• [ASSIGNED TASK]
The reply should contain each record below, returned exactly as given.

DATA FOR ANALYSIS section start

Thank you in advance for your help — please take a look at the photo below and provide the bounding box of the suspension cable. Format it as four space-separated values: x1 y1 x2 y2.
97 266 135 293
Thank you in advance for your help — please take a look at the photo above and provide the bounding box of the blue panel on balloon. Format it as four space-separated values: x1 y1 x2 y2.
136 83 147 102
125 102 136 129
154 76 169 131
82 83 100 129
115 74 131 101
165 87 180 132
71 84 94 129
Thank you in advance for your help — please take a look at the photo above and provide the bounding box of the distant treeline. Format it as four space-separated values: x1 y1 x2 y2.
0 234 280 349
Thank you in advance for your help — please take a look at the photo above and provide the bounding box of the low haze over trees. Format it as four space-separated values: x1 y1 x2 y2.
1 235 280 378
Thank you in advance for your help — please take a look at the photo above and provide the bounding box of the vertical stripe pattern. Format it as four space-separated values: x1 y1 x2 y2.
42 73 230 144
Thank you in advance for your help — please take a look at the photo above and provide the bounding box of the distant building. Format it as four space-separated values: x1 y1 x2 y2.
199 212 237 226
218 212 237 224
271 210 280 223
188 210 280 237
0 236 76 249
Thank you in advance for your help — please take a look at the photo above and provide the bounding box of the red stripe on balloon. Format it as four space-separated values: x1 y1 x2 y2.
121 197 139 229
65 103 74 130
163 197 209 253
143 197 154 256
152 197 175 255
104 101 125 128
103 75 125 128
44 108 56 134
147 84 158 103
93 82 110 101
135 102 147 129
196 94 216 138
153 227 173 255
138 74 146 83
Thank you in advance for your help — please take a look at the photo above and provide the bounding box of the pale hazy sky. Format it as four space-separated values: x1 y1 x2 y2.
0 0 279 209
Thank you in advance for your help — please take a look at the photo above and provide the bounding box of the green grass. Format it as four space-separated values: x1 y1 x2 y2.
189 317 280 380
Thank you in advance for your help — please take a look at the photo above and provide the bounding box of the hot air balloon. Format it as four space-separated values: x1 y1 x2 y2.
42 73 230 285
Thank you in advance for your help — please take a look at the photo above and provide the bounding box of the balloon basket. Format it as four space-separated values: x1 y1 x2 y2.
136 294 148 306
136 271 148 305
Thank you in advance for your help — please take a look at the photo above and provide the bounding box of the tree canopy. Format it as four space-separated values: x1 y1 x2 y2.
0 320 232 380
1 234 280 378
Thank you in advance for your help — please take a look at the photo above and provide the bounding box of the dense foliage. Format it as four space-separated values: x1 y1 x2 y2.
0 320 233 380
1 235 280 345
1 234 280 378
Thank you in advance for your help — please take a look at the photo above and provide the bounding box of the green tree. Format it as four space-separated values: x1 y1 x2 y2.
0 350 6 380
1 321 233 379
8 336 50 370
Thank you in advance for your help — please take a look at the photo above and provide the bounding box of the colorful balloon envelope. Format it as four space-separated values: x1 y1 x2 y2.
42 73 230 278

DATA FOR ANALYSIS section end

• [ANSWER BOX]
Thank you in advance for your help — please take a look at the photo below and provide the bounding box of the suspension cable. Format it as four space-separated values: x1 y1 x2 y2.
97 266 135 293
Thank you in advance for your help — please take a look at the photo above and provide the bounding box of the blue panel on balloon. Format it as four space-separated values: x1 y1 x2 y2.
136 83 147 102
125 102 136 129
154 76 169 131
82 83 100 129
115 74 131 101
165 87 180 132
71 84 94 129
Thank you in advance for your help — please take a look at the photo above and provide the bounding box of the distant treeline. Format it as four space-separated values: x1 y1 x2 y2.
0 234 280 349
Thank you in advance for your help — please take a look at the photo above and provide the bounding box of the low haze over trees. Format it as four space-separated values: x1 y1 x2 y2.
1 235 280 378
Thank you in advance for your help — please take a look at the photo above and provide the bounding box of the vertical stripe pattern. Format it as four space-separated values: x1 y1 x2 y2.
42 73 230 144
Thank you in advance for your help — please take a look at the photo above and provide the bounding box of the distant building. Format it as four space-separated values: x1 y1 x2 y2.
199 212 237 226
218 212 237 224
271 210 280 223
188 210 280 237
0 236 76 249
Thank you in advance for your help — please take a look at the photo above and provide the bounding box of the red stripe on balloon. Format it as four space-separated values: x1 y1 x2 y2.
121 197 139 229
65 103 74 130
163 197 209 253
143 197 154 256
152 197 175 255
104 101 125 128
103 75 125 128
44 108 56 134
147 84 158 103
93 82 110 101
135 102 147 129
196 94 216 138
153 227 173 255
138 74 146 83
Thank you in advance for your help — please take a look at the photo above and provide the bounding box of the pale hazy sky. Format it as four space-separated values: x1 y1 x2 y2.
0 0 279 209
Thank you in advance for your help — please take a look at the photo above and provide the bounding box of the green grass. Format it as four space-separated values: x1 y1 x2 y2.
189 317 280 380
Thank you in advance for your help — please take a look at the photo above and provide the bounding box of the hot air balloon. Format it as four space-separated values: x1 y1 x2 y2.
42 73 230 285
Thank you in advance for your help — please take a look at the photo above and provide the bounding box of the balloon basket. Format it as four space-separated values: x1 y1 x2 y2.
136 294 148 306
136 271 148 305
Thank you in advance for your help — please take a look at the photo above and provide the bounding box of the tree canopy. Format it as four space-separated values: x1 y1 x2 y2.
0 320 232 380
1 234 280 378
Thank you in advance for your help — please take a look at the photo above and provide the bounding box of the dense foliage. Format it as four space-separated values: x1 y1 x2 y2.
0 320 233 380
1 235 280 345
1 234 280 378
Thank you in advance for your help — please take a look at the photo above and provide the bounding box of the green tree. Format it as four space-separated values: x1 y1 x2 y2.
0 350 6 380
1 321 233 379
8 336 50 370
Thank you in advance for your help — please take a look at the photo above and provide the bounding box of the colorful balloon envelope. Format it as four space-separated values: x1 y1 x2 y2.
42 73 230 278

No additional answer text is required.